- _TASK INSTRUCTIONS_: Continue the text below on independent advocacy for carers, starting after its final sentence.

* BEGIN TEXT EXCERPT *

See Safeguarding Adults, which also includes information about how to raise a children's safeguarding concern.

If you are concerned that an adult or child is in imminent danger from abuse or neglect, or that a criminal act has taken place you should contact the police by dialing 999.

Whenever the outcome of a contact or referral is that the carer will be involved in any Care and Support process (including any assessment, review or Support Planning) the Local Authority has a duty under the Care Act to make an independent advocate available to the carer when:

  1. There is no appropriate other person to support and represent them; and
  2. They feel that the carer would experience substantial difficulty being fully involved in the Care and Support process without support.

See: Determining Substantial Difficulty for information about how to determine substantial difficulty.

tri.x has developed a tool that can be used as required to support effective and consistent decision making about when/which advocacy support should be made available.

See: Advocacy Decision Support Tool.

The Local Authority also has a power (but not a duty) to make advocacy available in other situations on a case by case basis if it deems this appropriate and is able to do so. This could include advocacy to support a carer to understand information and advice, or advocacy to support a carer to explore possible options available to them.

* END TEXT EXCERPT *
* BEGIN GIVEN DATA *

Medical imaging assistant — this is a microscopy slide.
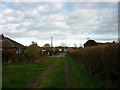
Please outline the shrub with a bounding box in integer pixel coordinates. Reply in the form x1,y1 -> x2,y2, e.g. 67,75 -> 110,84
68,43 -> 120,87
27,44 -> 40,61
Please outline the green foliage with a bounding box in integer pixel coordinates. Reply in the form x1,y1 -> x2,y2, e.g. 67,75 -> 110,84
27,43 -> 40,61
69,43 -> 120,87
38,58 -> 65,88
2,58 -> 56,88
66,55 -> 103,88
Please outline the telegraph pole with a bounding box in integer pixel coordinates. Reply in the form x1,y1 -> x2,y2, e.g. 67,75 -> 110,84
51,37 -> 53,55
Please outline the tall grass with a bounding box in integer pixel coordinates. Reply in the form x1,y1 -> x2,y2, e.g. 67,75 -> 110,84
68,43 -> 120,88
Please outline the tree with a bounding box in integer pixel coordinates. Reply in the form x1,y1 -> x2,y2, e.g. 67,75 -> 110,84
27,41 -> 40,61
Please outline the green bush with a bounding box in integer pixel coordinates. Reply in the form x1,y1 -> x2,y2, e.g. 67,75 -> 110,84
68,43 -> 120,87
27,44 -> 40,61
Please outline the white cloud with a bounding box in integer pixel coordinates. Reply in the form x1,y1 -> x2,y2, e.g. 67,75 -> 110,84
0,2 -> 118,46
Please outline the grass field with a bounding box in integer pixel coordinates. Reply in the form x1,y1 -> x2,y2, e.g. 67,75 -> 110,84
2,57 -> 54,88
2,55 -> 103,88
66,55 -> 103,88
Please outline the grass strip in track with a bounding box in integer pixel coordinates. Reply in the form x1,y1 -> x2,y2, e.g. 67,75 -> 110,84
2,58 -> 55,88
66,55 -> 103,88
38,57 -> 65,88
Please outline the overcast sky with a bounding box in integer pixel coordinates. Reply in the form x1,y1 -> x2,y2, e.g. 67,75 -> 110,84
0,2 -> 118,46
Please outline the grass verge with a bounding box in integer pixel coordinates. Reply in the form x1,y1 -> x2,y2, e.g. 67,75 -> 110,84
66,55 -> 103,88
2,57 -> 55,88
38,57 -> 65,88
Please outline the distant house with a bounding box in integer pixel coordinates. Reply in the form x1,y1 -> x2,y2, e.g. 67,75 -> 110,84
84,40 -> 97,47
0,34 -> 25,53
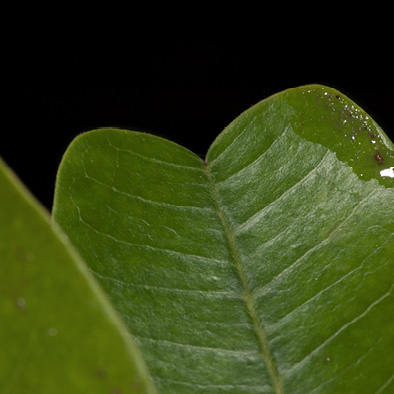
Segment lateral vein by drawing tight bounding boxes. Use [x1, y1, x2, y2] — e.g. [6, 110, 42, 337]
[206, 165, 284, 394]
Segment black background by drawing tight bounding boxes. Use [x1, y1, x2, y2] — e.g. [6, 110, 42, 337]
[0, 33, 394, 209]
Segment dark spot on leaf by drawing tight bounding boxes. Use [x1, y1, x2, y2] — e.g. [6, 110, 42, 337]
[375, 152, 384, 165]
[96, 368, 107, 379]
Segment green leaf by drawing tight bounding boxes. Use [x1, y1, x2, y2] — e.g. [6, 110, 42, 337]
[54, 86, 394, 394]
[0, 161, 156, 394]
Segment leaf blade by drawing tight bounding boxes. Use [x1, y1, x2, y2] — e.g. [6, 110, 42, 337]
[0, 162, 155, 393]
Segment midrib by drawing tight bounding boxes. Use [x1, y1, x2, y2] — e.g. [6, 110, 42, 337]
[204, 163, 283, 394]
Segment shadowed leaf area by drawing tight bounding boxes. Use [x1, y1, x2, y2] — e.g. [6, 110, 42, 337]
[49, 85, 394, 394]
[0, 161, 155, 394]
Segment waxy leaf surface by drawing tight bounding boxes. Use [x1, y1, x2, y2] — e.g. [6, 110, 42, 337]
[54, 85, 394, 394]
[0, 161, 156, 394]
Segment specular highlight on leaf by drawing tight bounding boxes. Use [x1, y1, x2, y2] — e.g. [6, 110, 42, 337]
[54, 86, 394, 394]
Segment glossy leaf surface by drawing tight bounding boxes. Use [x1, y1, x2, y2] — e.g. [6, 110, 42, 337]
[0, 162, 155, 394]
[54, 86, 394, 394]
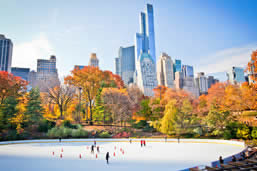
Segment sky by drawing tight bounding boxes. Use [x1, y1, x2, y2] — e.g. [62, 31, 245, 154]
[0, 0, 257, 80]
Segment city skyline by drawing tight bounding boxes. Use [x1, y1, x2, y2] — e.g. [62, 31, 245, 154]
[0, 1, 257, 81]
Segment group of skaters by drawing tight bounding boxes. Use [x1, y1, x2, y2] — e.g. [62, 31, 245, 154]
[91, 141, 110, 164]
[140, 140, 145, 147]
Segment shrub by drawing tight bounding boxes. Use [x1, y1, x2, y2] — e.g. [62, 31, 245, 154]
[99, 131, 111, 138]
[132, 120, 149, 129]
[251, 127, 257, 139]
[38, 119, 55, 132]
[47, 127, 88, 138]
[62, 120, 78, 129]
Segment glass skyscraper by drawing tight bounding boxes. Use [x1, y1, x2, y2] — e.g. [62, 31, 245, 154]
[134, 4, 158, 96]
[174, 59, 182, 73]
[182, 65, 194, 78]
[116, 46, 135, 85]
[135, 4, 156, 63]
[11, 67, 30, 81]
[227, 67, 245, 84]
[0, 34, 13, 72]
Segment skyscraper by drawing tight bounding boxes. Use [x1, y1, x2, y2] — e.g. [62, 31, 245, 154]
[0, 34, 13, 72]
[29, 55, 60, 92]
[157, 53, 174, 88]
[195, 72, 208, 94]
[227, 66, 245, 84]
[135, 4, 157, 96]
[11, 67, 30, 81]
[135, 4, 156, 63]
[88, 53, 99, 67]
[115, 46, 135, 85]
[182, 65, 194, 78]
[174, 59, 182, 73]
[115, 57, 121, 76]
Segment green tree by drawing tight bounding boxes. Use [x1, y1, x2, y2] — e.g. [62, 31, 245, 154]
[25, 88, 43, 124]
[0, 96, 19, 129]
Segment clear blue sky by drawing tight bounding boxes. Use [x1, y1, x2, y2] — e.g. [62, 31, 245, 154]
[0, 0, 257, 81]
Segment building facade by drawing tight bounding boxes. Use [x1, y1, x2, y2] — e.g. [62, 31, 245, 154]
[174, 59, 182, 73]
[227, 66, 245, 84]
[135, 4, 157, 96]
[11, 67, 30, 81]
[88, 53, 99, 67]
[157, 53, 174, 88]
[29, 55, 60, 92]
[182, 65, 194, 78]
[0, 34, 13, 72]
[114, 57, 121, 76]
[195, 72, 208, 95]
[115, 46, 135, 85]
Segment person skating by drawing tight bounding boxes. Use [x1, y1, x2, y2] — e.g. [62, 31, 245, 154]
[219, 156, 224, 164]
[91, 145, 94, 153]
[105, 152, 110, 164]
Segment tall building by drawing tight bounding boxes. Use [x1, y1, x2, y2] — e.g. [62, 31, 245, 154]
[88, 53, 99, 67]
[0, 34, 13, 72]
[174, 59, 182, 73]
[227, 66, 245, 84]
[11, 67, 30, 81]
[207, 76, 219, 89]
[182, 65, 194, 78]
[157, 53, 174, 88]
[195, 72, 208, 94]
[115, 46, 135, 85]
[135, 4, 157, 96]
[115, 57, 121, 76]
[29, 55, 60, 92]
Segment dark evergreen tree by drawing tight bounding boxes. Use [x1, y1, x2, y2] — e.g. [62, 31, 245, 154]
[25, 88, 43, 124]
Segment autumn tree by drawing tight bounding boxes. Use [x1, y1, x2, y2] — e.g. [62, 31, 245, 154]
[65, 66, 123, 124]
[46, 85, 74, 118]
[25, 88, 43, 124]
[102, 88, 132, 125]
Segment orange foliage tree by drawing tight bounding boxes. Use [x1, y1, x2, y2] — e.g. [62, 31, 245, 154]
[65, 66, 123, 124]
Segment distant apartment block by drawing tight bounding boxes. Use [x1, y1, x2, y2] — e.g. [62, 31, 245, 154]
[29, 55, 60, 92]
[227, 66, 246, 84]
[195, 72, 208, 95]
[115, 46, 135, 85]
[11, 67, 30, 81]
[0, 34, 13, 72]
[88, 53, 99, 67]
[157, 53, 174, 88]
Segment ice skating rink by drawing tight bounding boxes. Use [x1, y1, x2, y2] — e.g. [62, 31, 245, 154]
[0, 139, 244, 171]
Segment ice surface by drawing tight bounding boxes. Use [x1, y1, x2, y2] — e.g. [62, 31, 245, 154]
[0, 139, 244, 171]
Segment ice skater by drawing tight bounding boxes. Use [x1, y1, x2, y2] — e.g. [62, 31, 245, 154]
[105, 152, 110, 164]
[91, 145, 94, 153]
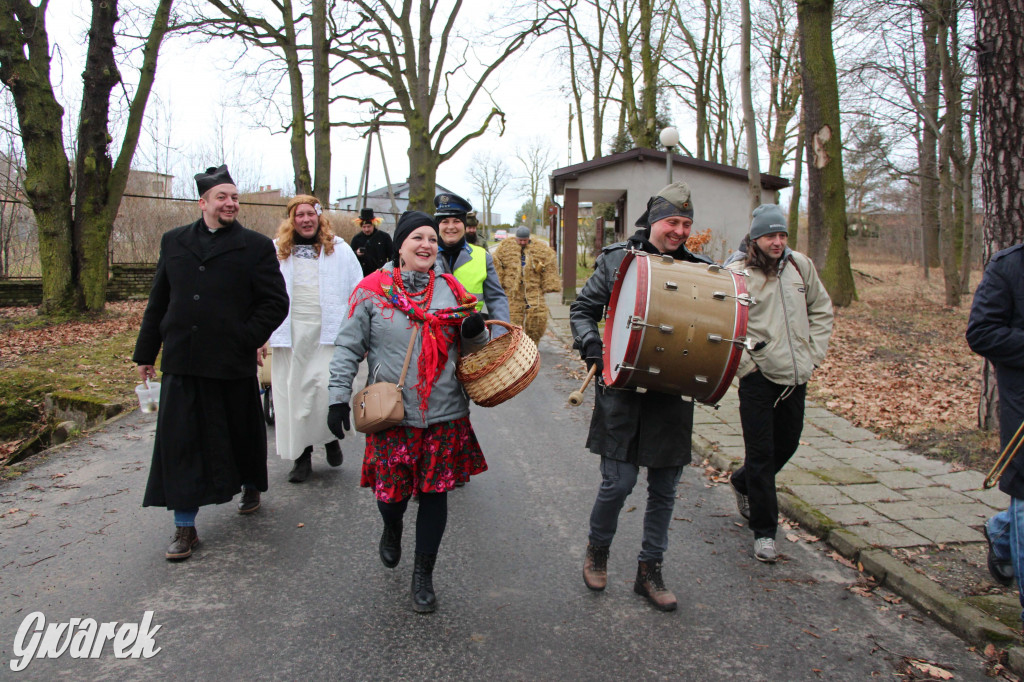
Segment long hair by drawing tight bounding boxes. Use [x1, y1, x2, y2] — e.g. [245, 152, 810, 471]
[746, 240, 782, 280]
[274, 195, 334, 260]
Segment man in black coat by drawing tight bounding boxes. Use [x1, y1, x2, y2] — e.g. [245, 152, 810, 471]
[569, 182, 711, 611]
[352, 208, 391, 276]
[132, 166, 288, 560]
[967, 244, 1024, 608]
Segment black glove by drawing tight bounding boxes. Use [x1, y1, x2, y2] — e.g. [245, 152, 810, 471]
[462, 312, 486, 339]
[327, 402, 352, 438]
[580, 339, 604, 374]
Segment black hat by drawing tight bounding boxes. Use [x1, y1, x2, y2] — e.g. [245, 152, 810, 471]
[196, 165, 234, 197]
[391, 211, 437, 264]
[434, 191, 473, 222]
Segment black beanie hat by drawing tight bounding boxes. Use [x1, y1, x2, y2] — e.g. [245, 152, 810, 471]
[196, 165, 234, 197]
[391, 211, 440, 265]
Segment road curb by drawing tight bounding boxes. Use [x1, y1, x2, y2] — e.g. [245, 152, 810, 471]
[692, 434, 1024, 663]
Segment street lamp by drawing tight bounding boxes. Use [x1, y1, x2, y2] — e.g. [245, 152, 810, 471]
[658, 126, 679, 184]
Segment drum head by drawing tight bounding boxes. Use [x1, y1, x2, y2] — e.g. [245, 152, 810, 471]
[603, 253, 650, 387]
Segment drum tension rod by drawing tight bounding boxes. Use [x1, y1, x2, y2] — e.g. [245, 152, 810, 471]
[712, 291, 757, 305]
[626, 315, 674, 334]
[615, 363, 662, 374]
[708, 334, 746, 346]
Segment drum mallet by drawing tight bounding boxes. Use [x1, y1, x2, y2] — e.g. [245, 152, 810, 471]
[569, 363, 597, 408]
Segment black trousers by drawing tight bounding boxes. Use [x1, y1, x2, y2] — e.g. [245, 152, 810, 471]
[732, 372, 807, 539]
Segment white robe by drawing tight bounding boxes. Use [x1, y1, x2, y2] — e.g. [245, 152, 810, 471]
[270, 247, 337, 460]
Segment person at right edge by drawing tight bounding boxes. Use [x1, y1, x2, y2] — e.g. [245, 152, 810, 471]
[569, 182, 711, 611]
[967, 244, 1024, 608]
[728, 204, 833, 563]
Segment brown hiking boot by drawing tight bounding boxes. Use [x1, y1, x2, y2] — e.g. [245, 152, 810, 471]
[164, 525, 199, 561]
[583, 543, 608, 592]
[633, 561, 676, 611]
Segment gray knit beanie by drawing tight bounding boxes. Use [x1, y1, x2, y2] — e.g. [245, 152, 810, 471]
[751, 204, 790, 240]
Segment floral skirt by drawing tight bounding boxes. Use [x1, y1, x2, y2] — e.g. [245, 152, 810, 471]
[359, 417, 487, 502]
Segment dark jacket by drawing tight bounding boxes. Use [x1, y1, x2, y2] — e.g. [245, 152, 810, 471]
[967, 244, 1024, 499]
[352, 227, 393, 276]
[132, 218, 288, 379]
[569, 228, 712, 468]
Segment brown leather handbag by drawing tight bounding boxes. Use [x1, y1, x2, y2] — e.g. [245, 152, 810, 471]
[352, 327, 420, 433]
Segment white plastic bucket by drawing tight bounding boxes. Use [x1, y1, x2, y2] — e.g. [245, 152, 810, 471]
[135, 381, 160, 412]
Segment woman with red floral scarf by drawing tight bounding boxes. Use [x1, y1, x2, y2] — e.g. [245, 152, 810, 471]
[328, 211, 487, 613]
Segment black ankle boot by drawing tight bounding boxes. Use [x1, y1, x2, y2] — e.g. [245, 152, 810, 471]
[380, 518, 402, 568]
[413, 552, 437, 613]
[324, 440, 345, 467]
[288, 445, 313, 483]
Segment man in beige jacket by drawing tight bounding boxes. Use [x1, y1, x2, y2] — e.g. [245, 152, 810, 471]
[728, 204, 833, 563]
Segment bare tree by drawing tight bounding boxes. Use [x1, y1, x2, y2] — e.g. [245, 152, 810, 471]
[331, 0, 561, 210]
[515, 139, 555, 229]
[739, 0, 761, 211]
[974, 0, 1024, 426]
[797, 0, 857, 306]
[467, 154, 512, 227]
[561, 0, 620, 161]
[669, 0, 734, 164]
[0, 0, 171, 313]
[184, 0, 334, 202]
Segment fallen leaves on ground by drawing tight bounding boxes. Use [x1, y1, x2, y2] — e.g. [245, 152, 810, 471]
[0, 301, 145, 361]
[810, 263, 982, 454]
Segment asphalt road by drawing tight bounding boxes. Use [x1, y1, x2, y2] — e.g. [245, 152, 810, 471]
[0, 337, 986, 680]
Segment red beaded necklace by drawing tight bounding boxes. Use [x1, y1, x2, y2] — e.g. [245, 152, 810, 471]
[391, 267, 435, 312]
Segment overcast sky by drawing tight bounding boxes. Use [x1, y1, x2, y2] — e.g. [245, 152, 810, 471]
[39, 0, 790, 221]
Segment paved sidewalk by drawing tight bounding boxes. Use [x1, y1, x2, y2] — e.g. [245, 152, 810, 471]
[547, 294, 1024, 663]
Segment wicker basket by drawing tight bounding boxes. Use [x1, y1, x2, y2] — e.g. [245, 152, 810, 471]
[457, 319, 541, 408]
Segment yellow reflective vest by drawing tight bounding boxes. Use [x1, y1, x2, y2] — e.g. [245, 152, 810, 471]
[452, 244, 487, 310]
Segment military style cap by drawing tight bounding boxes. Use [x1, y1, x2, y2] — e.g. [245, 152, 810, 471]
[434, 191, 473, 222]
[636, 182, 693, 227]
[196, 165, 234, 197]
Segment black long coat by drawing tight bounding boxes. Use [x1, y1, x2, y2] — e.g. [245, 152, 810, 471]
[967, 244, 1024, 498]
[132, 218, 288, 379]
[569, 228, 711, 468]
[132, 220, 288, 509]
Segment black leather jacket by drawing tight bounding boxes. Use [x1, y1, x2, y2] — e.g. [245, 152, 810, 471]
[569, 228, 712, 468]
[967, 244, 1024, 499]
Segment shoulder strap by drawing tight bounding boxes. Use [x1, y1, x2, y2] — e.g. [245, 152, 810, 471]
[398, 323, 420, 390]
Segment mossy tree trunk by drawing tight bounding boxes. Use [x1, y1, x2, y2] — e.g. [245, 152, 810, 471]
[331, 0, 563, 212]
[974, 0, 1024, 427]
[797, 0, 857, 306]
[72, 0, 172, 312]
[0, 0, 75, 314]
[0, 0, 172, 315]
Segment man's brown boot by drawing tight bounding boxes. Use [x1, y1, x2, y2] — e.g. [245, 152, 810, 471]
[633, 561, 676, 611]
[164, 525, 199, 561]
[583, 543, 608, 592]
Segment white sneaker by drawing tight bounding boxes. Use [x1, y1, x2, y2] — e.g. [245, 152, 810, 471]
[732, 488, 751, 521]
[754, 538, 778, 563]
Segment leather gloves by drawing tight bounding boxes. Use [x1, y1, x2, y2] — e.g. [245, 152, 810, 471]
[327, 402, 352, 438]
[580, 339, 604, 374]
[462, 312, 486, 339]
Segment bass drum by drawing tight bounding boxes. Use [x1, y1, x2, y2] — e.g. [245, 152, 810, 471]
[603, 251, 754, 404]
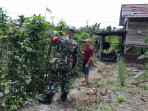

* END GIVEN DATA *

- _RESPONSE_:
An appropriate person for general representation purposes is not the same as an appropriate person for independent advocacy under the Care Act.

See: An Appropriate Other Person for information about the difference and how to establish whether there is already an appropriate person.

The role of an independent advocate appointed under the Care Act is not the same as the role of a general advocate or any other type of advocate.

An independent advocate appointed under the Care Act must both facilitate and maximise the involvement of the carer with substantial difficulty in the Care and Support process that is taking place.

For information about the ways in which an independent advocate should fulfil their role, see: The Role of an Independent Advocate.

The advocacy referral can be made at any time and should be made without delay as soon as the duty applies.

Regardless of whether or not independent advocacy is available in the local area the duty to provide it still applies. A failure to do so is a breach of this duty and of the law. It is the role of commissioners to ensure that advocacy services are in place and available when required, and it is the role of practitioners to make timely referrals to advocates to prevent unnecessary delays in the meeting of its duty.

If you are aware that advocacy support is required and is not yet available you must not proceed to carry out any Care and Support process until it is in place.

In some circumstances urgent interim measures may need to be agreed without an advocate in place in order to reduce immediate risk to the carer from inaction. However, Care and Support processes that will decide long term and important decisions must not be carried out without advocacy support.

The duty upon the Local Authority is to make independent advocacy support available to any carer who requires it. Once made available the duty is met.

If a carer decides that they do not wish to engage in the advocacy support that has been made available to them they do not have to do so, but the Local Authority must still provide it.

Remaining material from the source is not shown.